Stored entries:
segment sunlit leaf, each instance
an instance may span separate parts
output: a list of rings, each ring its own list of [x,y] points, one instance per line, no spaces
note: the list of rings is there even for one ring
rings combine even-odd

* [Aim]: Update the entries above by changing "sunlit leaf" to "shaded leaf" and leaving every other word unchanged.

* [Output]:
segment shaded leaf, each instance
an instance may span separate parts
output: a list of rings, each ring its own list of [x,y] points, one instance per line, no spaces
note: the list of rings is there even for one ring
rings combine even-odd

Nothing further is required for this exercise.